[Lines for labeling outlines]

--- --- ---

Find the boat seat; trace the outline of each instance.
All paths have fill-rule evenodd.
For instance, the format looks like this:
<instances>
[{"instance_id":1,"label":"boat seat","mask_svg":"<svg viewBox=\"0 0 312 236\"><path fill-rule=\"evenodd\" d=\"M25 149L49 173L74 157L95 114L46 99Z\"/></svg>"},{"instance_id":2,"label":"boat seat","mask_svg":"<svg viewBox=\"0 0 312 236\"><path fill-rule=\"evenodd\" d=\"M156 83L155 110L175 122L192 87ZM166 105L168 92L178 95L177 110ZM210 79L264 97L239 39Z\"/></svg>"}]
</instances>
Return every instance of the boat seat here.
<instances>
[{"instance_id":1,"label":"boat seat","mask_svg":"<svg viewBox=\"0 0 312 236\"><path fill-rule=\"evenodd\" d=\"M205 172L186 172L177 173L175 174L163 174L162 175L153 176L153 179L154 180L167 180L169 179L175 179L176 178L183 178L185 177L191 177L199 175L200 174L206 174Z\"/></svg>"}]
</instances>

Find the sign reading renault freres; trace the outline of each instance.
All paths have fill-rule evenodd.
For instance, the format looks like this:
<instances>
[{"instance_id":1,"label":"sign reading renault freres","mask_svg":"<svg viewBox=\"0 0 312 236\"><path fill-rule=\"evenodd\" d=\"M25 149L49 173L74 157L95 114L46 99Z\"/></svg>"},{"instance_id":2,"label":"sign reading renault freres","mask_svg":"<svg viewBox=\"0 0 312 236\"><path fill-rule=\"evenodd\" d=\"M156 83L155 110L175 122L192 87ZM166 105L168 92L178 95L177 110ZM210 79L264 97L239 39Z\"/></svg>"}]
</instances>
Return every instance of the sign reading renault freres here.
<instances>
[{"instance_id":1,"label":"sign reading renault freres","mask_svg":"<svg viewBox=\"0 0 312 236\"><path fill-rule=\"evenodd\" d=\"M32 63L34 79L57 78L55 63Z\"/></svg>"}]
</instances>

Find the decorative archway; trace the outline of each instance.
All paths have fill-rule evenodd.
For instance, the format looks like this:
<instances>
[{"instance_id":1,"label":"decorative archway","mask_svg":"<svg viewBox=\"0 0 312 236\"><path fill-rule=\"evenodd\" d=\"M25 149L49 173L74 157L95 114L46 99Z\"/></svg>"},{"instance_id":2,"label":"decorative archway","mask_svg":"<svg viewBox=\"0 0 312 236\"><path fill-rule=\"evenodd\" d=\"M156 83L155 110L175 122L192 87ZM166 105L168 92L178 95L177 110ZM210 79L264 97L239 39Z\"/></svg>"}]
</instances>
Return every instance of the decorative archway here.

--- --- ---

Problem requirements
Give back the lines word for word, starting at the one that contains "Find the sign" and ending with the last line.

Response
Find the sign reading renault freres; trace the outline of each instance.
All paths have fill-rule evenodd.
For instance, the format looks like this:
<instances>
[{"instance_id":1,"label":"sign reading renault freres","mask_svg":"<svg viewBox=\"0 0 312 236\"><path fill-rule=\"evenodd\" d=\"M25 149L49 173L74 157L95 114L46 99Z\"/></svg>"},{"instance_id":2,"label":"sign reading renault freres","mask_svg":"<svg viewBox=\"0 0 312 236\"><path fill-rule=\"evenodd\" d=\"M156 83L155 110L175 122L192 87ZM166 105L168 92L178 95L177 110ZM210 79L264 97L239 39Z\"/></svg>"}]
</instances>
Return every instance of the sign reading renault freres here.
<instances>
[{"instance_id":1,"label":"sign reading renault freres","mask_svg":"<svg viewBox=\"0 0 312 236\"><path fill-rule=\"evenodd\" d=\"M32 63L34 79L57 78L55 63Z\"/></svg>"}]
</instances>

Find the decorative archway; trace the outline of each instance.
All paths have fill-rule evenodd.
For instance, the format looks like this:
<instances>
[{"instance_id":1,"label":"decorative archway","mask_svg":"<svg viewBox=\"0 0 312 236\"><path fill-rule=\"evenodd\" d=\"M25 149L49 173L74 157L95 114L46 99Z\"/></svg>"},{"instance_id":2,"label":"decorative archway","mask_svg":"<svg viewBox=\"0 0 312 236\"><path fill-rule=\"evenodd\" d=\"M156 83L155 110L175 122L192 87ZM166 105L168 92L178 95L177 110ZM210 79L264 97L239 39Z\"/></svg>"}]
</instances>
Return every instance of the decorative archway here.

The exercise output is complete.